→ Requirement:
Arrange the lines as a Markdown table with the columns Row and Line, starting with the first line and going on through the line with "[282,153,300,190]", both included. Give each line a row number and leave out blank lines.

___ Supplied entries ___

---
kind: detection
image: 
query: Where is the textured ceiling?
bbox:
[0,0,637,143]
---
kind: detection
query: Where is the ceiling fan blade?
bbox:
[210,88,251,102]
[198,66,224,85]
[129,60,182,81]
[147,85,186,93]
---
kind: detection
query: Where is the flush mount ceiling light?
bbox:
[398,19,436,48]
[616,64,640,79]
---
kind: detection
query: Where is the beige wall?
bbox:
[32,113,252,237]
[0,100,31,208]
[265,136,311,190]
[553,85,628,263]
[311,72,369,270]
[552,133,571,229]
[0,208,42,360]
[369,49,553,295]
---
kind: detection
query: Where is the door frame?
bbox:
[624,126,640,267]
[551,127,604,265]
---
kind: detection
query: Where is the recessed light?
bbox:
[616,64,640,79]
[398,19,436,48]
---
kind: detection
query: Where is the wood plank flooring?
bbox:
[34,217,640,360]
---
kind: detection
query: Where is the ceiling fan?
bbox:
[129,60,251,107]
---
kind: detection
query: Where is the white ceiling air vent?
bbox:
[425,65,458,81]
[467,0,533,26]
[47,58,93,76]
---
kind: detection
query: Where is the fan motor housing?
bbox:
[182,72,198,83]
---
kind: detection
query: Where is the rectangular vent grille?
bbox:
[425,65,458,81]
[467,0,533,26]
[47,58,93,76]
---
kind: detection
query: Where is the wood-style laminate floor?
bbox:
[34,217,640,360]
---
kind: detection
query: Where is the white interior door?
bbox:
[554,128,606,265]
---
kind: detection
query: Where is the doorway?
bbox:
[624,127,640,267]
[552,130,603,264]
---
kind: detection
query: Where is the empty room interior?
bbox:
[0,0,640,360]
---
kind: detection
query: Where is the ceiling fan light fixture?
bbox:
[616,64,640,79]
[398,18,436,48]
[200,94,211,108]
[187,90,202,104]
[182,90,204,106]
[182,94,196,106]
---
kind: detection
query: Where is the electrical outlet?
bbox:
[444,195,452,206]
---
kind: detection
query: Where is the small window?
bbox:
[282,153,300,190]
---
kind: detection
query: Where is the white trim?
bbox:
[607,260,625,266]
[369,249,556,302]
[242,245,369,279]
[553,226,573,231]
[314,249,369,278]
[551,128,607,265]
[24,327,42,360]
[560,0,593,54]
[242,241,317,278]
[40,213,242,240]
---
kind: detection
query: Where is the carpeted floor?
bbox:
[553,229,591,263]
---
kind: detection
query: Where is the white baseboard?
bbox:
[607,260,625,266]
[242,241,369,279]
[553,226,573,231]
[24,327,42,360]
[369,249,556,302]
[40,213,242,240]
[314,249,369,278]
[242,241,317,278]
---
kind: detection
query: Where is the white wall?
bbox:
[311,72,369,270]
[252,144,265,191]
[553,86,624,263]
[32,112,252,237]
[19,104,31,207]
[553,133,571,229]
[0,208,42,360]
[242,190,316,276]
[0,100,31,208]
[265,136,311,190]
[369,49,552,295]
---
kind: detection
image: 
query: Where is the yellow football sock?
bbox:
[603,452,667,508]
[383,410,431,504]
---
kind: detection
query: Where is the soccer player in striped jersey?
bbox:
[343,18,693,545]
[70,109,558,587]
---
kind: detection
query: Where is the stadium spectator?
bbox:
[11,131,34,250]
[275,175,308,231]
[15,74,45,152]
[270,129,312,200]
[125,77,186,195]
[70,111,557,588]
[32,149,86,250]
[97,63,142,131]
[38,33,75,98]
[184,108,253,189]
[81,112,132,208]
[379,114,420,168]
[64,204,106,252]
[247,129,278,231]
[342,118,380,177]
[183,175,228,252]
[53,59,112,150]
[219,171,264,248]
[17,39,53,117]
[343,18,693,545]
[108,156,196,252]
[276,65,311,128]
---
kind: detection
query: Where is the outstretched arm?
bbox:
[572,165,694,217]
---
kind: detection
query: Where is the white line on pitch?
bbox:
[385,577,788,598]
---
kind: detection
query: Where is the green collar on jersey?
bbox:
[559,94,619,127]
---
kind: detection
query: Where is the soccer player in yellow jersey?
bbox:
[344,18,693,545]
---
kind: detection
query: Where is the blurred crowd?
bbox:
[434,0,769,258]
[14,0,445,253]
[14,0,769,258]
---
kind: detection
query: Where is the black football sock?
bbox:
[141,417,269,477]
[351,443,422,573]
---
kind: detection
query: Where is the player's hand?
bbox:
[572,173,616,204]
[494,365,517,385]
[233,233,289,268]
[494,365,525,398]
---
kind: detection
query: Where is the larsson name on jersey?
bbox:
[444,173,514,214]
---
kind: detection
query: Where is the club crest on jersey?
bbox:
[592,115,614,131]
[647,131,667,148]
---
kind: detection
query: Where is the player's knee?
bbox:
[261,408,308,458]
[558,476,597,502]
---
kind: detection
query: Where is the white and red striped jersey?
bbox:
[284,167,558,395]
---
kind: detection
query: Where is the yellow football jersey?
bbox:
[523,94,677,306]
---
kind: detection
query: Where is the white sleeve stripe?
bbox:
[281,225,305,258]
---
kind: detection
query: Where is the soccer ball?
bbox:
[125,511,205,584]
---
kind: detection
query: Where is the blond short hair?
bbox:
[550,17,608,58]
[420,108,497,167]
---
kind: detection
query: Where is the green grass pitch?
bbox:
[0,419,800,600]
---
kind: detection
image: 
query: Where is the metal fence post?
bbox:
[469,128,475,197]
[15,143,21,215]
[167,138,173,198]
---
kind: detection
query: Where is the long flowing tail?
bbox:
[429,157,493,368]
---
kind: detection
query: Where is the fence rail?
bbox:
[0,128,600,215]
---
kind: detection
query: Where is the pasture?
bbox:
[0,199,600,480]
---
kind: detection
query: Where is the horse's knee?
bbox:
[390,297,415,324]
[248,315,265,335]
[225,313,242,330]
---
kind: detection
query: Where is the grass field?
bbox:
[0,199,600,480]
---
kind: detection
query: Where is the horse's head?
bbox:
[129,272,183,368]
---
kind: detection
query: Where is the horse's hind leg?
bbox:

___

→ Reply to the exercise:
| Row | Line |
|---|---|
| 1 | --- |
| 2 | kind: detection |
| 3 | image:  |
| 4 | query: Where is the textured ceiling? |
| 5 | bbox: |
| 6 | [0,0,637,143] |
| 7 | --- |
| 8 | kind: detection |
| 9 | query: Where is the ceiling fan blade? |
| 10 | bbox: |
| 11 | [210,88,251,102] |
| 12 | [198,66,224,85] |
| 13 | [129,60,182,81] |
| 14 | [147,85,186,93] |
| 15 | --- |
| 16 | kind: detection |
| 17 | query: Where is the flush mount ceiling light? |
| 18 | bbox: |
| 19 | [398,19,436,48] |
| 20 | [616,64,640,79] |
| 21 | --- |
| 22 | kind: detection |
| 23 | query: Where is the beige wall? |
| 24 | bbox: |
| 25 | [32,113,252,237] |
| 26 | [0,100,31,208] |
| 27 | [265,136,311,190] |
| 28 | [553,85,628,263] |
| 29 | [311,72,369,270] |
| 30 | [552,133,571,229] |
| 31 | [0,208,42,360] |
| 32 | [369,49,553,295] |
| 33 | --- |
| 34 | kind: detection |
| 35 | query: Where is the door frame? |
| 36 | bbox: |
| 37 | [624,126,640,267] |
| 38 | [551,127,604,265] |
| 39 | --- |
| 40 | kind: detection |
| 41 | query: Where is the recessed light? |
| 42 | bbox: |
| 43 | [616,64,640,79] |
| 44 | [398,19,436,48] |
| 45 | --- |
| 46 | kind: detection |
| 47 | query: Where is the wood plank flooring? |
| 48 | bbox: |
| 49 | [34,217,640,360] |
| 50 | --- |
| 51 | kind: detection |
| 52 | query: Where is the ceiling fan? |
| 53 | bbox: |
| 54 | [129,60,251,107] |
| 55 | --- |
| 56 | kind: detection |
| 57 | query: Where is the white ceiling air vent? |
| 58 | bbox: |
| 59 | [425,65,458,81] |
| 60 | [467,0,533,26] |
| 61 | [47,58,93,76] |
| 62 | --- |
| 63 | kind: detection |
| 64 | query: Where is the fan motor housing? |
| 65 | bbox: |
| 66 | [182,72,198,83] |
| 67 | --- |
| 68 | kind: detection |
| 69 | query: Where is the rectangular vent grille? |
| 70 | bbox: |
| 71 | [425,65,458,81] |
| 72 | [467,0,533,26] |
| 73 | [47,58,93,76] |
| 74 | --- |
| 75 | kind: detection |
| 76 | query: Where is the wood-style laminate floor? |
| 77 | bbox: |
| 78 | [34,217,640,360] |
| 79 | --- |
| 80 | kind: detection |
| 81 | query: Where is the white interior door? |
| 82 | bbox: |
| 83 | [554,128,606,265] |
| 84 | --- |
| 85 | kind: detection |
| 86 | query: Where is the doorway? |
| 87 | bbox: |
| 88 | [624,127,640,267] |
| 89 | [552,130,603,264] |
| 90 | --- |
| 91 | kind: detection |
| 92 | query: Where is the empty room interior? |
| 93 | bbox: |
| 94 | [0,0,640,360] |
| 95 | --- |
| 96 | kind: detection |
| 97 | query: Where is the ceiling fan light fixture? |
| 98 | bbox: |
| 99 | [616,64,640,79] |
| 100 | [398,18,436,48] |
| 101 | [200,94,211,108] |
| 102 | [187,90,202,104] |
| 103 | [182,90,204,106] |
| 104 | [182,94,196,106] |
| 105 | --- |
| 106 | kind: detection |
| 107 | query: Where is the electrical outlet? |
| 108 | bbox: |
| 109 | [444,195,452,206] |
| 110 | --- |
| 111 | kind: detection |
| 112 | query: Where is the small window? |
| 113 | bbox: |
| 114 | [282,153,300,190] |